** START EXTRACTED TEXT **

Sign in to follow this  
asdqwe

smart vector - why?

Recommended Posts

#include <vector>
#include <iostream>
using namespace std;

void main()
{
	vector<int> vec;
	vec.push_back(33);//0
	vec.push_back(66);//1
	vec.pop_back();
	cout<< vec[1];
}
Output: 66. So how does it remember there used to be a value "66" in that place? I thought popback erases the last value and then any RANDOM value would take its place. But it appears the vector remembers:)...

Share this post


Link to post
Share on other sites
The reason is simple - undefined behaviour.

Undefined can include a simple crash, subtle memory corruption or even appearing to work correctly (and more). Or lovely combinations of the above, that change when you attach a debugger. Have fun [grin]

Share this post


Link to post
Share on other sites
Quote:
Original post by Tim Ingham-Dempster
That should cause a runtime error....

No, as rip-off mentioned, it's undefined behavior. It may cause a runtime error, but it can do anything include transform your computer into a beautiful lead crystal figurine. If you want an out of bounds exception, use at() rather than operator[].

Share this post


Link to post
Share on other sites
Quote:
Original post by Rattenhirn

I hear about that a lot, but has it actually ever happened to anyone?


Don't ask....

Quote:
So how does it remember there used to be a value "66" in that place?


Because it never "forgot".

** END EXTRACTED TEXT **

WORK INSTRUCTIONS ▸
a: From the forum thread about the C++ vector, write out the stretch from "void main()" through "the vector remembers:)...".
b: Translate this sentence from the vector thread into Spanish: "If you want an out of bounds exception, use at() rather than operator[]."

** START INFORMATION SUPPLIED **

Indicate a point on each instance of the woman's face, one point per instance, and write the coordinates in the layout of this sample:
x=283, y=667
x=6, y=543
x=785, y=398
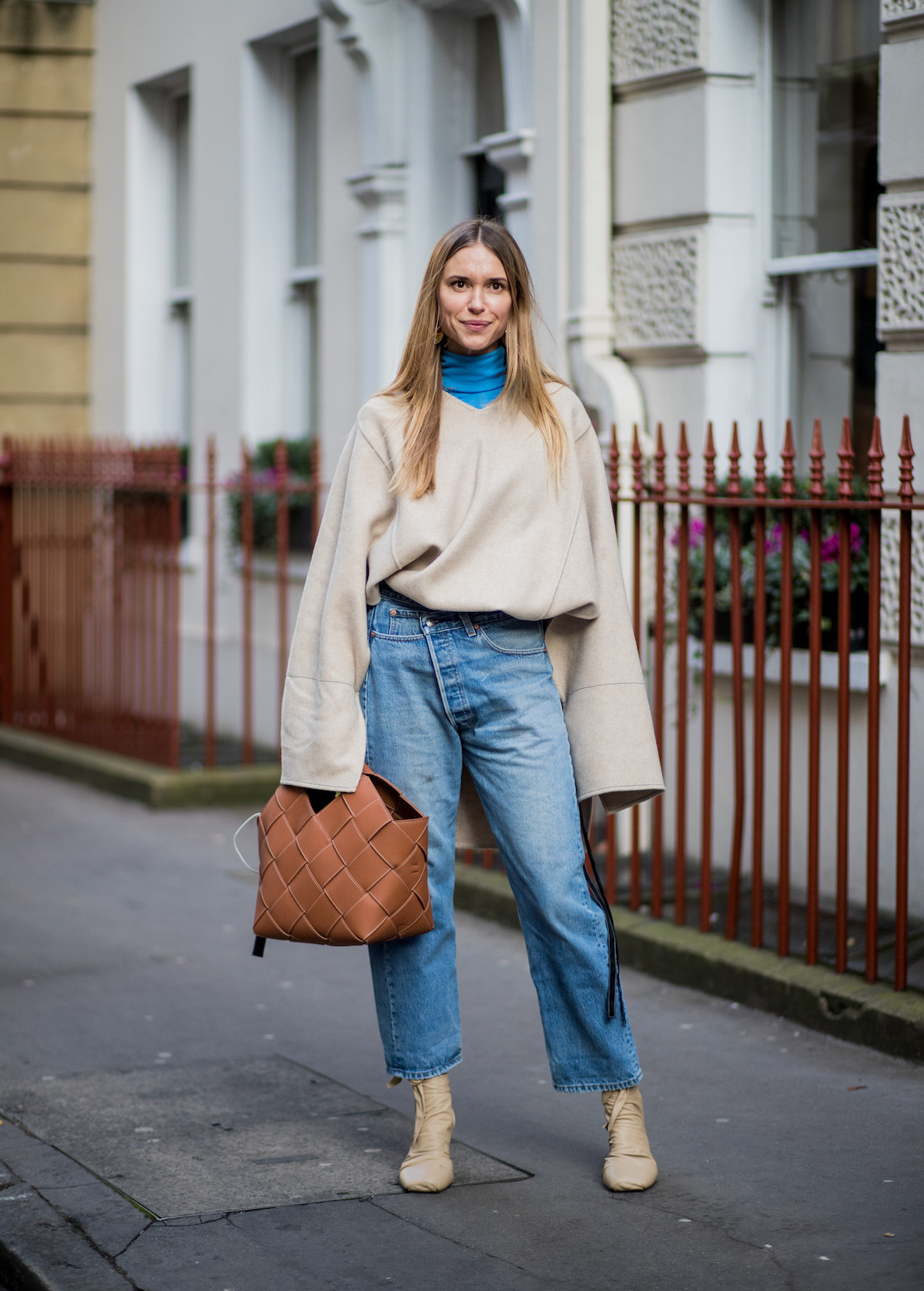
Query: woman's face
x=474, y=301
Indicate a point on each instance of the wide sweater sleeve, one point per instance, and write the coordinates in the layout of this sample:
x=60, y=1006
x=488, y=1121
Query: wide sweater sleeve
x=323, y=728
x=597, y=667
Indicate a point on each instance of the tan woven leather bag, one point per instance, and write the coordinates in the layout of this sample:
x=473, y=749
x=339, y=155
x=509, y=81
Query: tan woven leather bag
x=351, y=873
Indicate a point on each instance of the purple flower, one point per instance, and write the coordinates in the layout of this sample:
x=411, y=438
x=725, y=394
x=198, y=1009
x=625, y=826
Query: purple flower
x=830, y=547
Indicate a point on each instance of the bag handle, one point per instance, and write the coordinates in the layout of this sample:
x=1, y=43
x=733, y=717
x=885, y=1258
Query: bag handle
x=235, y=842
x=599, y=898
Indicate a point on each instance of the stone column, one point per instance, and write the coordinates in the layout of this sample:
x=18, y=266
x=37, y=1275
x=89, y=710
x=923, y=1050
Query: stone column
x=385, y=310
x=899, y=379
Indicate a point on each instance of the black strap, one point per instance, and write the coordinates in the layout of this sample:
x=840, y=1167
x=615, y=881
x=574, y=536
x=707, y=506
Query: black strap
x=599, y=896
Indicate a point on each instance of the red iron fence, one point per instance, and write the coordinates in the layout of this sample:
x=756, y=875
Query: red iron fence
x=737, y=587
x=750, y=562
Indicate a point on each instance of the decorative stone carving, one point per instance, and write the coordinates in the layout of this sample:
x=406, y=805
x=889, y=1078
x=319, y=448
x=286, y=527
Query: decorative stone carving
x=899, y=11
x=888, y=615
x=381, y=192
x=654, y=38
x=901, y=263
x=656, y=291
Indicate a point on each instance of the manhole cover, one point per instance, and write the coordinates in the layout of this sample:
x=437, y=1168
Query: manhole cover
x=229, y=1136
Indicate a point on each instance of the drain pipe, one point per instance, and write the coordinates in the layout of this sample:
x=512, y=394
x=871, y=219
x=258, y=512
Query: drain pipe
x=604, y=383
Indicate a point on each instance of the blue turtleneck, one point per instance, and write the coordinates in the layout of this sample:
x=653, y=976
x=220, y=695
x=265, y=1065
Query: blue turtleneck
x=475, y=379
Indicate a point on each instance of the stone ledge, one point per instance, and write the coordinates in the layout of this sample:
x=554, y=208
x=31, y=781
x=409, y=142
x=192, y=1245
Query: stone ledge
x=131, y=778
x=839, y=1005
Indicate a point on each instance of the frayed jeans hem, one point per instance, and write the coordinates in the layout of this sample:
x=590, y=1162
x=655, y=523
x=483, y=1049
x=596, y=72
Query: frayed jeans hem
x=598, y=1086
x=424, y=1075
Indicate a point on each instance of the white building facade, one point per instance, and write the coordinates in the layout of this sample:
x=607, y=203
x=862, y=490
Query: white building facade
x=721, y=203
x=738, y=236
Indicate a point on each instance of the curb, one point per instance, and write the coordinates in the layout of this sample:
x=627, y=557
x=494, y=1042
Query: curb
x=61, y=1228
x=839, y=1005
x=142, y=781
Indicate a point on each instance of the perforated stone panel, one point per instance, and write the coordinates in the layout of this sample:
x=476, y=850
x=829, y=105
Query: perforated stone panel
x=901, y=263
x=654, y=38
x=654, y=291
x=899, y=11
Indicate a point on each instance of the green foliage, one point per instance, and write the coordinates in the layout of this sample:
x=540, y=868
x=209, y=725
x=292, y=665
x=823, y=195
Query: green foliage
x=263, y=480
x=802, y=568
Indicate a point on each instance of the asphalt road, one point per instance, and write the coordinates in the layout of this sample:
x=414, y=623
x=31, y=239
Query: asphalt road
x=788, y=1159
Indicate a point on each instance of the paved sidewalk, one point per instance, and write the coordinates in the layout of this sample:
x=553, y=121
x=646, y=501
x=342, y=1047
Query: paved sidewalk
x=786, y=1157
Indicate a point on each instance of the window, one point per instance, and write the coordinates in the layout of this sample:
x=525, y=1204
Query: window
x=825, y=112
x=305, y=246
x=490, y=118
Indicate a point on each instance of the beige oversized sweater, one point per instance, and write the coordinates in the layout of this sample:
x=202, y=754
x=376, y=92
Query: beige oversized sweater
x=494, y=533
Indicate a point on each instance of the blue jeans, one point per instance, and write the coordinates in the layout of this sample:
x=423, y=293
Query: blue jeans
x=442, y=690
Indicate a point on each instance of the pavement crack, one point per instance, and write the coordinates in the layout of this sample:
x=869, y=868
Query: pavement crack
x=474, y=1250
x=119, y=1254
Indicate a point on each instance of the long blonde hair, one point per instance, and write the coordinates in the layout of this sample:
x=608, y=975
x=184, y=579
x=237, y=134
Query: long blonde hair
x=418, y=383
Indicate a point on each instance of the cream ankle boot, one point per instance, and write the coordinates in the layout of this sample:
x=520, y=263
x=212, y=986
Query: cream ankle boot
x=630, y=1166
x=427, y=1167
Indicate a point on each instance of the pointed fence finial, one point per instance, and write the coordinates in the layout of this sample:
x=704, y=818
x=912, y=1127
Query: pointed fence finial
x=817, y=459
x=733, y=469
x=613, y=463
x=845, y=460
x=683, y=461
x=708, y=461
x=874, y=463
x=905, y=470
x=660, y=459
x=760, y=463
x=788, y=459
x=638, y=465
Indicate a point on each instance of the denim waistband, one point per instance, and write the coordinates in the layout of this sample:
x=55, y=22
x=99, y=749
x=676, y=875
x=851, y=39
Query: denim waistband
x=397, y=598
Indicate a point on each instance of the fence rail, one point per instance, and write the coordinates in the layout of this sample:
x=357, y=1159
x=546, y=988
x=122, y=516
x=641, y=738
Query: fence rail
x=776, y=572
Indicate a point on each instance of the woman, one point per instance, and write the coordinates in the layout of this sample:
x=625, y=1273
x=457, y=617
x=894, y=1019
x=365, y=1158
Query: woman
x=465, y=630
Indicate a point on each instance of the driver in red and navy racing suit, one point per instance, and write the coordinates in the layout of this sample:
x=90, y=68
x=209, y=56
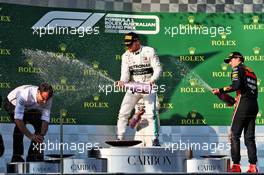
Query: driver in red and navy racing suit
x=244, y=82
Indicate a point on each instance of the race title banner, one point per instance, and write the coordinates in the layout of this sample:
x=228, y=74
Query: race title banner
x=79, y=53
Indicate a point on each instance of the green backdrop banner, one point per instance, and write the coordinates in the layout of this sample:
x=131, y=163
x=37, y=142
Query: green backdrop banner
x=79, y=53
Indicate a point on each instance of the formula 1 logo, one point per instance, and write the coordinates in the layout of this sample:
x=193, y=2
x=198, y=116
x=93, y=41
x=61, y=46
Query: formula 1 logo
x=80, y=20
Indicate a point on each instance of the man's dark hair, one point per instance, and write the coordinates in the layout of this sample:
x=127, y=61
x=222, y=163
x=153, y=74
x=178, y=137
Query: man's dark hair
x=45, y=87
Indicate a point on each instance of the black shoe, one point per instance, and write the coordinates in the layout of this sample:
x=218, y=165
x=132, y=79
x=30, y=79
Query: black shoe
x=35, y=158
x=17, y=159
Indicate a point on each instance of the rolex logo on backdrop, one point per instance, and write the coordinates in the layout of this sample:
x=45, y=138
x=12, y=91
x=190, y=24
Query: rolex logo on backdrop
x=166, y=73
x=256, y=55
x=29, y=68
x=95, y=103
x=194, y=87
x=223, y=41
x=223, y=73
x=194, y=118
x=256, y=24
x=95, y=70
x=63, y=118
x=62, y=52
x=164, y=105
x=192, y=57
x=63, y=85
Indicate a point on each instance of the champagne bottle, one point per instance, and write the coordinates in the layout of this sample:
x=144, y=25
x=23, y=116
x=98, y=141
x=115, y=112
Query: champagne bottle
x=229, y=100
x=133, y=122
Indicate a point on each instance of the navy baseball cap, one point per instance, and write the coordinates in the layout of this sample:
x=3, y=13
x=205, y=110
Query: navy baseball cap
x=234, y=55
x=130, y=38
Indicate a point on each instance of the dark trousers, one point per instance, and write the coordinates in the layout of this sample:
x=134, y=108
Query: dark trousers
x=244, y=119
x=33, y=117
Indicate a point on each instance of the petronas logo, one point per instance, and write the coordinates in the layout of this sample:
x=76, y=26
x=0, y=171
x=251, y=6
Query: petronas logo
x=224, y=66
x=62, y=47
x=192, y=50
x=95, y=64
x=256, y=50
x=96, y=97
x=191, y=19
x=255, y=19
x=29, y=62
x=223, y=35
x=63, y=80
x=63, y=112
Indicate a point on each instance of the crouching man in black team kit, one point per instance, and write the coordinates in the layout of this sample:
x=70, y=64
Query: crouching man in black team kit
x=29, y=104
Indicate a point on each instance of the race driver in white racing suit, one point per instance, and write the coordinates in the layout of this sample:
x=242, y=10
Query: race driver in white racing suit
x=139, y=64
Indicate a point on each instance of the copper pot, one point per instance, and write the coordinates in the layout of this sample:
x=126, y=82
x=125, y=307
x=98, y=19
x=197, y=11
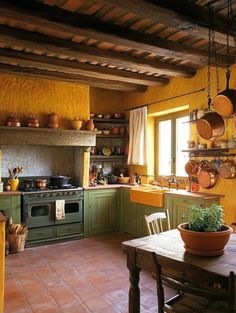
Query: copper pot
x=227, y=169
x=210, y=125
x=192, y=167
x=207, y=178
x=225, y=102
x=41, y=183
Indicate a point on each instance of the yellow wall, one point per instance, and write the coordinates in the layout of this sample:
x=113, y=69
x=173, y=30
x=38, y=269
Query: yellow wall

** END INFORMATION SUPPLIED **

TASK-BY-TASK SOLUTIONS ▸
a:
void main()
{
	vector<int> vec;
	vec.push_back(33);//0
	vec.push_back(66);//1
	vec.pop_back();
	cout<< vec[1];
}
Output: 66. So how does it remember there used to be a value "66" in that place? I thought popback erases the last value and then any RANDOM value would take its place. But it appears the vector remembers:)...

b: Si quieres una excepción de fuera de límites, usa at() en lugar de operator[].